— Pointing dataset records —
<<<<

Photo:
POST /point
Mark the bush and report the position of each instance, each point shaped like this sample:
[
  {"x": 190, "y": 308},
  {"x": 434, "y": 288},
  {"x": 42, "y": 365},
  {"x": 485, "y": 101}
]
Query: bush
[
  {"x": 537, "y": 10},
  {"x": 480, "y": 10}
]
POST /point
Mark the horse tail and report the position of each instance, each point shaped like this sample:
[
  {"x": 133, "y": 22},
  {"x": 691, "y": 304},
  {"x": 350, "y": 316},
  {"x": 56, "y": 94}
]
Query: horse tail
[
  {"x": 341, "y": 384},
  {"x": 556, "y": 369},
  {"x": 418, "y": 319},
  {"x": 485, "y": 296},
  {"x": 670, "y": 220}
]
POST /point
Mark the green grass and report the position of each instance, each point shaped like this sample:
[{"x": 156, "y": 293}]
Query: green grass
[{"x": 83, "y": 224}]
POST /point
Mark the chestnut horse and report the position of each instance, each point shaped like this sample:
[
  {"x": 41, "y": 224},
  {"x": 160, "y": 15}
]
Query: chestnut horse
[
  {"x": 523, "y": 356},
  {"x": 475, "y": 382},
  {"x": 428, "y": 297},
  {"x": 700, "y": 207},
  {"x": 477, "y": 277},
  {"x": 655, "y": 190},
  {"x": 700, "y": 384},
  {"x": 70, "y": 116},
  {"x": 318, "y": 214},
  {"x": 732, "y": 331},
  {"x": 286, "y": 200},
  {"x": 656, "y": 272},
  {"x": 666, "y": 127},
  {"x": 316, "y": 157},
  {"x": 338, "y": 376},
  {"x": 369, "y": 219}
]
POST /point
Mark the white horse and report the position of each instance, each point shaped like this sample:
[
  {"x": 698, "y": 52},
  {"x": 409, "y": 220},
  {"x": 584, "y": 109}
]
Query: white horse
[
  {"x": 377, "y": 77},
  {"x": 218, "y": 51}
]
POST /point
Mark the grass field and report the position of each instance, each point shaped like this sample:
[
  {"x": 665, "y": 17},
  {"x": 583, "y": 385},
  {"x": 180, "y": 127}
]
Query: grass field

>>>>

— Written exercise —
Write out every entry word for word.

— Problem solution —
Photo:
POST /point
Mark the bush and report the position of each instance, each point shaped like this sample:
[
  {"x": 190, "y": 308},
  {"x": 434, "y": 288},
  {"x": 42, "y": 365},
  {"x": 485, "y": 101}
]
Query: bush
[
  {"x": 537, "y": 10},
  {"x": 480, "y": 10}
]
POST /point
Mark the horse tail and report the position of each instance, each point shaped like this sample:
[
  {"x": 133, "y": 22},
  {"x": 691, "y": 304},
  {"x": 350, "y": 316},
  {"x": 56, "y": 94}
]
Query: horse tail
[
  {"x": 341, "y": 384},
  {"x": 556, "y": 369},
  {"x": 418, "y": 319},
  {"x": 485, "y": 296},
  {"x": 670, "y": 220}
]
POST /point
Mark the green grass and report the position of each instance, each point shaped like this sample:
[{"x": 156, "y": 293}]
Query: green grass
[{"x": 83, "y": 224}]
POST /point
Mark the chestnut horse and report the position of each instance, each point shaped like this sample:
[
  {"x": 41, "y": 224},
  {"x": 160, "y": 15}
]
Query: chestnut horse
[
  {"x": 523, "y": 356},
  {"x": 475, "y": 382},
  {"x": 428, "y": 297},
  {"x": 700, "y": 207},
  {"x": 477, "y": 277},
  {"x": 655, "y": 190},
  {"x": 700, "y": 384},
  {"x": 70, "y": 116},
  {"x": 318, "y": 214},
  {"x": 732, "y": 331},
  {"x": 286, "y": 200},
  {"x": 656, "y": 272},
  {"x": 666, "y": 127},
  {"x": 316, "y": 157},
  {"x": 338, "y": 376},
  {"x": 369, "y": 219}
]
POST /point
Mark the white horse and report the position of each instance, each point shaped like this sample:
[
  {"x": 698, "y": 52},
  {"x": 409, "y": 220},
  {"x": 584, "y": 109}
]
Query: white horse
[
  {"x": 377, "y": 77},
  {"x": 218, "y": 51}
]
POST /point
Mark the grass field and report the position of each instance, each point shaped like this sample:
[
  {"x": 665, "y": 17},
  {"x": 583, "y": 385},
  {"x": 180, "y": 127}
]
Query: grass field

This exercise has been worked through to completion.